=== Begin Enclosure ===
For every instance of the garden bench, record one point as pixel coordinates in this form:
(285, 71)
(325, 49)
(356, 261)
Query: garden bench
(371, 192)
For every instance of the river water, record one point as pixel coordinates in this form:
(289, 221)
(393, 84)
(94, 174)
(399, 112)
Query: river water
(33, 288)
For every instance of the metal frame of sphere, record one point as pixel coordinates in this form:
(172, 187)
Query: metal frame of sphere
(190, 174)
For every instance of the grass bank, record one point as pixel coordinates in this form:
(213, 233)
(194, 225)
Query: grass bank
=== End Enclosure ===
* Instructions to follow: The answer is the full data, repeated exactly as shown.

* Solution to the problem:
For every instance of the garden bench, record one point as pixel coordinates in this form:
(285, 71)
(325, 49)
(356, 261)
Query: garden bench
(371, 192)
For every instance of the river water, record one point as pixel coordinates in this form:
(289, 221)
(393, 84)
(94, 174)
(399, 112)
Query: river water
(33, 288)
For every instance of the metal frame of sphere, record one point as pixel coordinates in this form:
(172, 187)
Query: metal frame of sphere
(190, 174)
For every instance of the grass bank, record one point as pixel coordinates in this form:
(213, 233)
(194, 225)
Query: grass bank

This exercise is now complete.